Objective. Format the lines below as a numbered list, beginning with the first one and ending with the line that contains "left=189, top=96, right=196, bottom=104". Omit blank lines and pictures.

Available records.

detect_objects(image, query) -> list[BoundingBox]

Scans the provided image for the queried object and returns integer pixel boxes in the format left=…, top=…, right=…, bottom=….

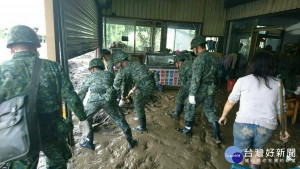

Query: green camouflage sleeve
left=189, top=56, right=204, bottom=96
left=113, top=69, right=124, bottom=91
left=59, top=66, right=86, bottom=121
left=78, top=77, right=90, bottom=101
left=107, top=60, right=115, bottom=75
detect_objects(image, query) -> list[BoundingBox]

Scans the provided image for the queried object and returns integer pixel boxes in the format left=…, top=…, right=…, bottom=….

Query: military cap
left=114, top=51, right=128, bottom=64
left=89, top=58, right=104, bottom=70
left=265, top=45, right=272, bottom=51
left=174, top=55, right=186, bottom=62
left=191, top=36, right=207, bottom=49
left=7, top=25, right=41, bottom=48
left=100, top=49, right=111, bottom=58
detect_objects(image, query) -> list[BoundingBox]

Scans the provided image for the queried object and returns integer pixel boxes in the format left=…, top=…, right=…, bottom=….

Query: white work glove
left=79, top=120, right=91, bottom=139
left=119, top=99, right=126, bottom=107
left=129, top=87, right=136, bottom=94
left=189, top=96, right=196, bottom=104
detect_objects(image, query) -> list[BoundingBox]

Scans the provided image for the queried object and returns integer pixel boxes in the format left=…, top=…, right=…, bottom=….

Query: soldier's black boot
left=124, top=129, right=137, bottom=149
left=211, top=121, right=221, bottom=143
left=250, top=164, right=261, bottom=169
left=80, top=131, right=95, bottom=150
left=168, top=104, right=184, bottom=119
left=177, top=121, right=193, bottom=137
left=133, top=117, right=147, bottom=131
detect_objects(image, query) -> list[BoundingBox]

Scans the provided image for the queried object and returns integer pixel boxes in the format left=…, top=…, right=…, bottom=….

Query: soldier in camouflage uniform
left=169, top=55, right=193, bottom=119
left=179, top=36, right=220, bottom=142
left=78, top=58, right=136, bottom=150
left=114, top=51, right=155, bottom=131
left=100, top=49, right=115, bottom=75
left=0, top=25, right=86, bottom=169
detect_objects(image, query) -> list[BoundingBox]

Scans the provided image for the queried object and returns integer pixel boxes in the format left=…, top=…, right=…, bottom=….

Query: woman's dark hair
left=246, top=52, right=276, bottom=89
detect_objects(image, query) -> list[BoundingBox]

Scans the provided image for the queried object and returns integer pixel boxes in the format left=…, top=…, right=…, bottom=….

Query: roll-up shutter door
left=62, top=0, right=99, bottom=59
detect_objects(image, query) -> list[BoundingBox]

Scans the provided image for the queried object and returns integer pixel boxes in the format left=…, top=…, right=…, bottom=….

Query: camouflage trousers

Final result.
1. detect_objects(image, query) -> list[BoundingBox]
2. Scans the provided image for the queried object and returns integer pixel boxes in the format left=…, top=…, right=…, bottom=….
3. Query: green camouflage sleeve
4. left=189, top=56, right=204, bottom=96
5. left=113, top=69, right=124, bottom=91
6. left=59, top=66, right=86, bottom=121
7. left=78, top=77, right=90, bottom=101
8. left=107, top=60, right=115, bottom=75
9. detect_objects(image, query) -> list[BoundingBox]
10. Scans the provided image for the queried object and returns integer pixel boxes in the format left=…, top=…, right=…, bottom=….
11. Query: military cap
12. left=114, top=51, right=128, bottom=64
13. left=89, top=58, right=104, bottom=70
14. left=265, top=45, right=272, bottom=51
15. left=174, top=55, right=186, bottom=62
16. left=191, top=36, right=207, bottom=49
17. left=7, top=25, right=41, bottom=48
18. left=100, top=49, right=111, bottom=58
19. detect_objects(image, query) -> list[BoundingBox]
20. Scans the provided image for the queried object and returns integer pixel boxes in the format left=…, top=…, right=…, bottom=….
21. Query: white work glove
22. left=79, top=120, right=91, bottom=139
23. left=119, top=99, right=126, bottom=107
24. left=129, top=87, right=136, bottom=94
25. left=189, top=96, right=196, bottom=104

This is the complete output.